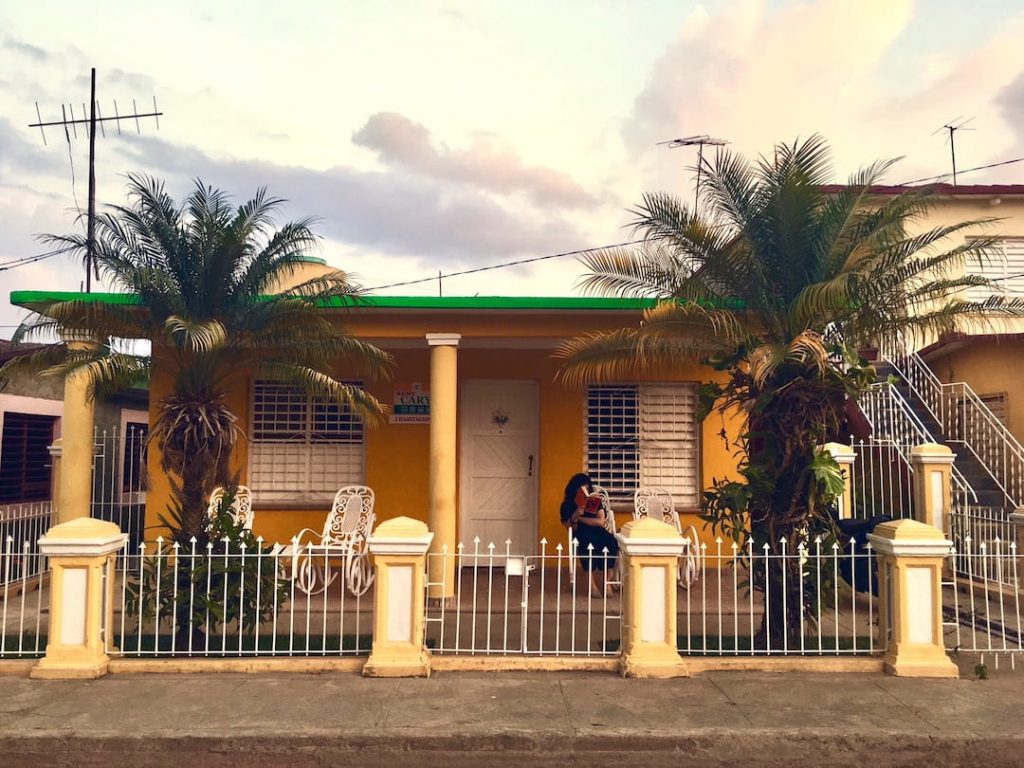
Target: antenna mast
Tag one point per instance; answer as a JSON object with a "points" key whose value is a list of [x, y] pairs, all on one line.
{"points": [[699, 141], [92, 120], [952, 126]]}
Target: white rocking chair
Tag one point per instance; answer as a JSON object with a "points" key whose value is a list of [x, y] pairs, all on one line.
{"points": [[657, 504], [242, 507], [344, 537]]}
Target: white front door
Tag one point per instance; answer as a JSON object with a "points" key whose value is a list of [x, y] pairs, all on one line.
{"points": [[499, 465]]}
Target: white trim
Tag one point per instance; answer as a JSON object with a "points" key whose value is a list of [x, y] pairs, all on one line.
{"points": [[19, 403], [636, 547], [910, 547], [388, 545], [932, 459]]}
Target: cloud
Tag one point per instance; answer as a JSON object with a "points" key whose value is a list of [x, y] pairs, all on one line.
{"points": [[380, 211], [19, 155], [403, 143], [38, 55], [755, 74]]}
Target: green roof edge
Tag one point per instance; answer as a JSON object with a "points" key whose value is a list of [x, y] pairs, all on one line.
{"points": [[29, 298]]}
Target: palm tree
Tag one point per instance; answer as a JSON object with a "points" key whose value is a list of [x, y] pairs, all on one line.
{"points": [[776, 285], [202, 272]]}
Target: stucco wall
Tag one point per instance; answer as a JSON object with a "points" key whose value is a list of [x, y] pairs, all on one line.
{"points": [[396, 455], [989, 367]]}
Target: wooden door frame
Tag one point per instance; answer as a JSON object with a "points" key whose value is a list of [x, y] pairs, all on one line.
{"points": [[465, 445]]}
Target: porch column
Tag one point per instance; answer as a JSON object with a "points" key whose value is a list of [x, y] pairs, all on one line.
{"points": [[81, 553], [77, 439], [441, 518], [650, 552], [933, 466], [845, 457]]}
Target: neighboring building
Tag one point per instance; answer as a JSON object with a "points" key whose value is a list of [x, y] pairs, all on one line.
{"points": [[968, 388], [31, 413], [520, 433]]}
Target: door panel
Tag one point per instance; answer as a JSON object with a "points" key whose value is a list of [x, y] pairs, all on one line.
{"points": [[498, 462]]}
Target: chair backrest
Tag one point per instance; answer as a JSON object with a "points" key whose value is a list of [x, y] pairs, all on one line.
{"points": [[609, 515], [351, 517], [242, 507]]}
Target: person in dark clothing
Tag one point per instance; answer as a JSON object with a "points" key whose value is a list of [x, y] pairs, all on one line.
{"points": [[582, 511]]}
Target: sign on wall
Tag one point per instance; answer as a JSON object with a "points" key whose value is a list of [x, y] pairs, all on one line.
{"points": [[412, 404]]}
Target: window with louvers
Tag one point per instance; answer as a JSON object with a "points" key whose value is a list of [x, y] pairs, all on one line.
{"points": [[25, 457], [644, 435], [302, 448], [1005, 266]]}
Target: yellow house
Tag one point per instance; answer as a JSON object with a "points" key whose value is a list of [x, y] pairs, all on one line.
{"points": [[966, 385], [481, 437]]}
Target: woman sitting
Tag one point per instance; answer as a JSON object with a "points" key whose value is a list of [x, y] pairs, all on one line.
{"points": [[583, 512]]}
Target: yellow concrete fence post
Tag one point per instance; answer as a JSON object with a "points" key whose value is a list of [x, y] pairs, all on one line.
{"points": [[77, 438], [81, 553], [910, 560], [932, 484], [399, 548], [55, 450], [443, 470], [650, 551], [845, 457]]}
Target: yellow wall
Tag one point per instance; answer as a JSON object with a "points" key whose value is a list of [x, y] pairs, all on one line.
{"points": [[396, 455], [1009, 212], [989, 368]]}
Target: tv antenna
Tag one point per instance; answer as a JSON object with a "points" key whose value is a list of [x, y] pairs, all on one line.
{"points": [[960, 124], [699, 142], [92, 120]]}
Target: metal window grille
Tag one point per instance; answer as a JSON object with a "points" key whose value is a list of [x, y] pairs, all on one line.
{"points": [[1006, 267], [303, 446], [25, 459], [639, 434]]}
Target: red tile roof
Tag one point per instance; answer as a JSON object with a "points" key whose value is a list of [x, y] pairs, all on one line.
{"points": [[941, 189]]}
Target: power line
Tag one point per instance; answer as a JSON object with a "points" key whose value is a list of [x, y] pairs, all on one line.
{"points": [[505, 264], [25, 260], [969, 170]]}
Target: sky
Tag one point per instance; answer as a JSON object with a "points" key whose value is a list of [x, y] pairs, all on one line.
{"points": [[442, 136]]}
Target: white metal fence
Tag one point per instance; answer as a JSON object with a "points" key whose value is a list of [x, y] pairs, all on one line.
{"points": [[982, 605], [752, 599], [20, 527], [119, 479], [505, 604], [981, 537], [224, 599]]}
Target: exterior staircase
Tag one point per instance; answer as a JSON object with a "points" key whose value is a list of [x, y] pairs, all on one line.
{"points": [[978, 478], [989, 459]]}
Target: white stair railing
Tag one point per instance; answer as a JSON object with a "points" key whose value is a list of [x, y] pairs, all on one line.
{"points": [[965, 418], [894, 423]]}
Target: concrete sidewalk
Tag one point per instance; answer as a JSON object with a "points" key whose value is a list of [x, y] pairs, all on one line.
{"points": [[484, 719]]}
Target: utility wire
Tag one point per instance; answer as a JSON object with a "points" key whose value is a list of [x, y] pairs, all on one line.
{"points": [[505, 264], [25, 260]]}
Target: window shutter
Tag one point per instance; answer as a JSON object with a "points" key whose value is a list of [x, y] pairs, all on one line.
{"points": [[302, 448]]}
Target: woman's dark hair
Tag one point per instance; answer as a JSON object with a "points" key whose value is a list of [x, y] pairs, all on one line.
{"points": [[568, 503]]}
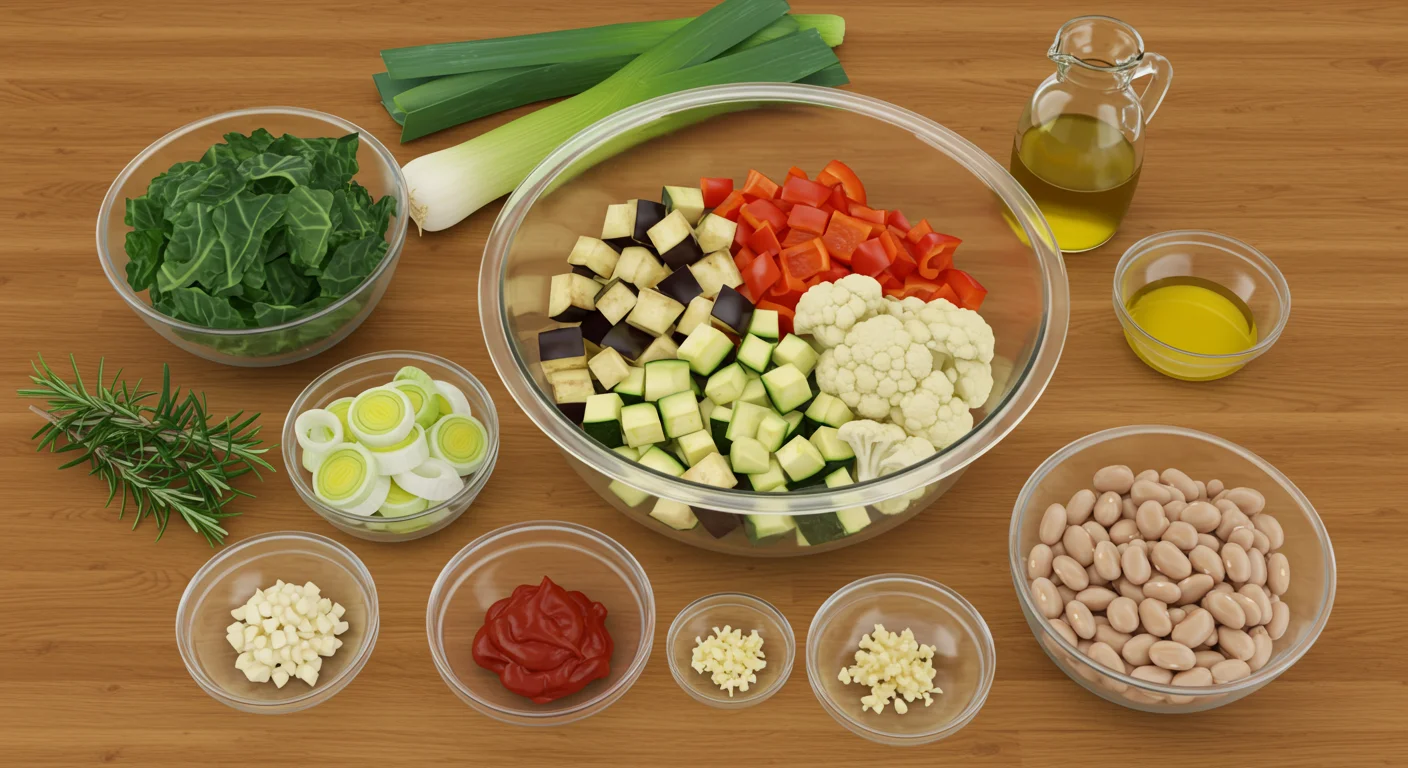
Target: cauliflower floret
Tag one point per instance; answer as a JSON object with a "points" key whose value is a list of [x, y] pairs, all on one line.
{"points": [[875, 367], [932, 412], [830, 310]]}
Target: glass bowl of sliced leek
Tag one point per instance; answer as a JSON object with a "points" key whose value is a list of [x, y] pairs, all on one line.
{"points": [[392, 446], [599, 190]]}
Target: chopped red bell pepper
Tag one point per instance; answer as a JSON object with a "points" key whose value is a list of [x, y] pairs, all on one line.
{"points": [[731, 205], [741, 234], [935, 254], [763, 210], [784, 314], [848, 179], [866, 214], [714, 190], [804, 192], [969, 290], [872, 258], [844, 234], [761, 274], [759, 188], [808, 220], [806, 259], [765, 240], [796, 237]]}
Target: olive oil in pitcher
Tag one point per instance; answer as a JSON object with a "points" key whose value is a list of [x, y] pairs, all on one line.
{"points": [[1079, 145]]}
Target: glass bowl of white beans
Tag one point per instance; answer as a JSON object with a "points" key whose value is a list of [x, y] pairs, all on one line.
{"points": [[1167, 570]]}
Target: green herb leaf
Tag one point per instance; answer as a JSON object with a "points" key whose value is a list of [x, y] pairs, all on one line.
{"points": [[351, 264], [309, 217], [195, 251], [196, 306], [144, 254], [242, 224]]}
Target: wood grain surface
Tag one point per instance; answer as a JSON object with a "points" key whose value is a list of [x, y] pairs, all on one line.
{"points": [[1284, 127]]}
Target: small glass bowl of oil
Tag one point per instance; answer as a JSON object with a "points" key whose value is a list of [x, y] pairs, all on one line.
{"points": [[1198, 306]]}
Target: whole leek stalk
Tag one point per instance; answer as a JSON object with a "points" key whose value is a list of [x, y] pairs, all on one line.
{"points": [[452, 183]]}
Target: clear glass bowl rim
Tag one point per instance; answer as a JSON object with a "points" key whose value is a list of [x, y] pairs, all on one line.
{"points": [[1251, 682], [583, 709], [1231, 247], [189, 599], [987, 660], [394, 243], [753, 602], [1031, 381], [470, 489]]}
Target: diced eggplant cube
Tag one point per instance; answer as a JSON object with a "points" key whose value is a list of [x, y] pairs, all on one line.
{"points": [[561, 350], [594, 327], [682, 286], [594, 254], [616, 300], [689, 200], [648, 213], [655, 312], [717, 271], [715, 233], [608, 367], [661, 348], [572, 296], [618, 226], [732, 312], [628, 340]]}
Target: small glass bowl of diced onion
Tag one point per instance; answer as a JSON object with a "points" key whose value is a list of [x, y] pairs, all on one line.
{"points": [[963, 657], [403, 516], [233, 577]]}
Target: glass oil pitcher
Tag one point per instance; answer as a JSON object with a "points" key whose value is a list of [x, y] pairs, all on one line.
{"points": [[1080, 143]]}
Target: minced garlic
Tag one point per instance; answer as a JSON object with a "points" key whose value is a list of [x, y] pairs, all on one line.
{"points": [[894, 667], [730, 658]]}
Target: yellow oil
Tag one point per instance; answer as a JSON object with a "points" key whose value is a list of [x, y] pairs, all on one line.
{"points": [[1193, 314], [1082, 172]]}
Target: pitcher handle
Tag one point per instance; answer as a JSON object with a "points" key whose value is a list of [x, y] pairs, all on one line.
{"points": [[1160, 73]]}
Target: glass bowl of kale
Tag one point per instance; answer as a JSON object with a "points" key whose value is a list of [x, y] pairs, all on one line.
{"points": [[255, 237]]}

****************

**Required task**
Include both ends. Return the line holding "Target: yellow oil" and all lines after it in the records above, exactly as written.

**Correct result**
Target: yellow oil
Tag one point per instance; answer as a JSON object with a "points" key whose value is a list of [x, y] pairs, all on one line.
{"points": [[1193, 314], [1082, 172]]}
Target: pitcher handle
Tag one point per instance; answer as a JSON object with a "points" key whose value is a list of [x, y] pairs, all on one line.
{"points": [[1160, 73]]}
Target: glass bowl of kale
Tag one point per instance; answer as a JSON object with a "points" key whose value is a list of [x, y] pairs, all on one line.
{"points": [[255, 237]]}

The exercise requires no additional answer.